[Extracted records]
┄┄┄┄┄┄┄┄┄┄

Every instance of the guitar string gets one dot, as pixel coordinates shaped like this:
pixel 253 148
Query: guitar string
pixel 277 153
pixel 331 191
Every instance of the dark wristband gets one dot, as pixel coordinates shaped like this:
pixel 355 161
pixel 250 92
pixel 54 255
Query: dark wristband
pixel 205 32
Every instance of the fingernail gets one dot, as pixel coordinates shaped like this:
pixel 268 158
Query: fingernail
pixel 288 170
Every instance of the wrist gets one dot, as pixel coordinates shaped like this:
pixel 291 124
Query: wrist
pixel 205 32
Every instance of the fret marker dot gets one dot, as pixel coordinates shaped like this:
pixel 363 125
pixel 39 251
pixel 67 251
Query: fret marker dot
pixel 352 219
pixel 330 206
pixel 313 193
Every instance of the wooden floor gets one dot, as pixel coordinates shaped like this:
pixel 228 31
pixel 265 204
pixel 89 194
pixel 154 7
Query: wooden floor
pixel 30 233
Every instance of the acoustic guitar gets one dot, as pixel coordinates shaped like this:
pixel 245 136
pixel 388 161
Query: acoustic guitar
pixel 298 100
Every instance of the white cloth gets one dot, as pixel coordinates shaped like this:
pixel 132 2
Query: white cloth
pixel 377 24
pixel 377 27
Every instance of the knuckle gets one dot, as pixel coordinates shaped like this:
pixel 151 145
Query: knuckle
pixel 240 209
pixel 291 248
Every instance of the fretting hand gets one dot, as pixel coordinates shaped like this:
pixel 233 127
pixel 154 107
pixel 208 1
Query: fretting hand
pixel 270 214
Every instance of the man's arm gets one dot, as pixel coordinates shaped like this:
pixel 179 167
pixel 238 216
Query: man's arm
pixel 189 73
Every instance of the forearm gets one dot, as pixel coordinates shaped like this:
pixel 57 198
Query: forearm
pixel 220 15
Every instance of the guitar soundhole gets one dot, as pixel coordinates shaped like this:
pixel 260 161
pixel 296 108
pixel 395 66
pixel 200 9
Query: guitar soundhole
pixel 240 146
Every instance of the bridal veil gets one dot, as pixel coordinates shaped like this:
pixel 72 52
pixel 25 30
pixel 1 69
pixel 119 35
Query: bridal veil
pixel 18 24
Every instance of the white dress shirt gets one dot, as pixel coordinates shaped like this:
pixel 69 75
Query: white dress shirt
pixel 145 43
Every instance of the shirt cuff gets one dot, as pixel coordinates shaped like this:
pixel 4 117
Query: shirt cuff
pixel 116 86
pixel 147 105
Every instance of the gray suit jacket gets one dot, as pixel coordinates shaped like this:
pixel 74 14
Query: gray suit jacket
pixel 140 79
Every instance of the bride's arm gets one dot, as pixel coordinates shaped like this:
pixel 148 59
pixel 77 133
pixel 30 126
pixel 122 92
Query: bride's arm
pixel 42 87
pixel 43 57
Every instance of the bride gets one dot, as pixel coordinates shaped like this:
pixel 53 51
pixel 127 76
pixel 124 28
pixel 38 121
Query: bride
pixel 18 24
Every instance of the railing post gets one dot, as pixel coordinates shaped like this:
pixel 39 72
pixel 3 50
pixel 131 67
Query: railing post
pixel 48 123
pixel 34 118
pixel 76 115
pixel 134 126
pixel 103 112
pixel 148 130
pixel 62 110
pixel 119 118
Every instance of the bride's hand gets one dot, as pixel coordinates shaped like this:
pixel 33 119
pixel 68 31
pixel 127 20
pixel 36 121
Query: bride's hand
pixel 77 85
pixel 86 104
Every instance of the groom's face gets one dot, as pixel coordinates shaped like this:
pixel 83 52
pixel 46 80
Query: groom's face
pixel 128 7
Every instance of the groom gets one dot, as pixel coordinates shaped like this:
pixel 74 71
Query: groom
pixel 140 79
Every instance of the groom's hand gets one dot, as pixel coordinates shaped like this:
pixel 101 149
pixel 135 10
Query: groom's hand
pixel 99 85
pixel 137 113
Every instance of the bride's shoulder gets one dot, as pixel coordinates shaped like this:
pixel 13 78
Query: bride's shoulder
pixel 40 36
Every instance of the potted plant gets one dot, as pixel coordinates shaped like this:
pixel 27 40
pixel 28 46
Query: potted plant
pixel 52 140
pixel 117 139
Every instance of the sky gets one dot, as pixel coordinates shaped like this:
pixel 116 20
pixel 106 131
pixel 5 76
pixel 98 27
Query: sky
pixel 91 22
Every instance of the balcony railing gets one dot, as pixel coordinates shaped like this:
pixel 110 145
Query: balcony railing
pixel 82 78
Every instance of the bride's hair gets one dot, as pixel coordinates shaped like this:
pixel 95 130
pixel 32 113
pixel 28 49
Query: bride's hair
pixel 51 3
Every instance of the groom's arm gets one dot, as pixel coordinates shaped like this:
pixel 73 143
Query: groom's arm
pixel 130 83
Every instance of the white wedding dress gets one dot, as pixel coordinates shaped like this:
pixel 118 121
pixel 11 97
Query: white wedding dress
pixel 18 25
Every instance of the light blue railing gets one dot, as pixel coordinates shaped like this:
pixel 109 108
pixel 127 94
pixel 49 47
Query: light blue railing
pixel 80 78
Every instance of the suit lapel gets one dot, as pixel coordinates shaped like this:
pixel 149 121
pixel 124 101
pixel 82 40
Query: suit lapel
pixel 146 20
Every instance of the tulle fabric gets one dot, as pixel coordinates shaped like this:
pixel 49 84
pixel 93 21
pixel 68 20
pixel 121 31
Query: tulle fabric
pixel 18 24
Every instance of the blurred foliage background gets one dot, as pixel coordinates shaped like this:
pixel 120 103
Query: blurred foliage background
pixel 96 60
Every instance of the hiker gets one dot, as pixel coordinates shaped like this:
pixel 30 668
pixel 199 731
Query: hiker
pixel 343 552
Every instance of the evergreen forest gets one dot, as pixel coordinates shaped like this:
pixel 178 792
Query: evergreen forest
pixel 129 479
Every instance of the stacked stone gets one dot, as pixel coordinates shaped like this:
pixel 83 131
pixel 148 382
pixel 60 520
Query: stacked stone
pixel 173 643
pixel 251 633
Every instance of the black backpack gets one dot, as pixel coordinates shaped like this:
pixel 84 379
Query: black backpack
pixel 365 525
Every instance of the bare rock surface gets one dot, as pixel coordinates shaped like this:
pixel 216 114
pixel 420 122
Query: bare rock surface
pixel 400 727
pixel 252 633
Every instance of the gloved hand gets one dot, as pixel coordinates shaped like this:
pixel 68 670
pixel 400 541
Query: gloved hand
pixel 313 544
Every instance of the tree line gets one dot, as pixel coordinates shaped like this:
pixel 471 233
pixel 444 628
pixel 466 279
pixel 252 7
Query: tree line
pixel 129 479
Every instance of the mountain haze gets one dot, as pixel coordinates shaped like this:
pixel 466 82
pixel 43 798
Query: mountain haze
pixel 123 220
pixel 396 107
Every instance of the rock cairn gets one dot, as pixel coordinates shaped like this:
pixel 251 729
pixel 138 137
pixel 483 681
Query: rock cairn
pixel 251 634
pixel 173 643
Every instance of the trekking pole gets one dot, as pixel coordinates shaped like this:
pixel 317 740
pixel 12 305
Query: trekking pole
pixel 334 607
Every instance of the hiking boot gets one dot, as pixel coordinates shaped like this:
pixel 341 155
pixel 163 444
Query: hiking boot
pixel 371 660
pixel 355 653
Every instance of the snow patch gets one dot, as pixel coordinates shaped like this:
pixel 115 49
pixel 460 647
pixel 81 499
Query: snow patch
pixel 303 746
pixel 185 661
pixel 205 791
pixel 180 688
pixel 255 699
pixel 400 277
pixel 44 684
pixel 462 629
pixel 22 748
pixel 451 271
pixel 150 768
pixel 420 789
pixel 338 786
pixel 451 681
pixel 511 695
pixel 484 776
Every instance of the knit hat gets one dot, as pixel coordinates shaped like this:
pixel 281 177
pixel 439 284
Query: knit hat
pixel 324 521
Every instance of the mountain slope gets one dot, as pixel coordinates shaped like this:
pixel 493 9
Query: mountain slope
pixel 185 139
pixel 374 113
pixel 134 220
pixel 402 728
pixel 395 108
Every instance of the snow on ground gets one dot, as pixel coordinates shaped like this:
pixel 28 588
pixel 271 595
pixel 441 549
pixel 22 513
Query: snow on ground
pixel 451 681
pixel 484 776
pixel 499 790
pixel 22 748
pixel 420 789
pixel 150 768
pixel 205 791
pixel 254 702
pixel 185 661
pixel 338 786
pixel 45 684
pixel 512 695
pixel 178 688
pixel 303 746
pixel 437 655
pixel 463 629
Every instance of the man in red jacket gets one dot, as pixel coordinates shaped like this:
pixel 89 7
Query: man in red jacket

┄┄┄┄┄┄┄┄┄┄

### EXERCISE DESCRIPTION
From the records above, quote only the lines running from the line with "Every instance of the white wedding" to the line with "pixel 121 31", both lines included.

### RESULT
Every instance of the white wedding dress gets one dot, as pixel coordinates shaped like this:
pixel 118 121
pixel 11 97
Query: white wedding dress
pixel 18 25
Every instance of the light blue railing gets one dot, as pixel coordinates shaped like this:
pixel 109 108
pixel 127 94
pixel 49 47
Query: light blue railing
pixel 80 78
Every instance of the suit lapel gets one dot, as pixel coordinates shaped like this:
pixel 149 121
pixel 124 101
pixel 82 40
Query: suit lapel
pixel 146 20
Every instance of the tulle fabric gets one dot, as pixel coordinates shaped like this:
pixel 49 84
pixel 93 21
pixel 68 20
pixel 121 31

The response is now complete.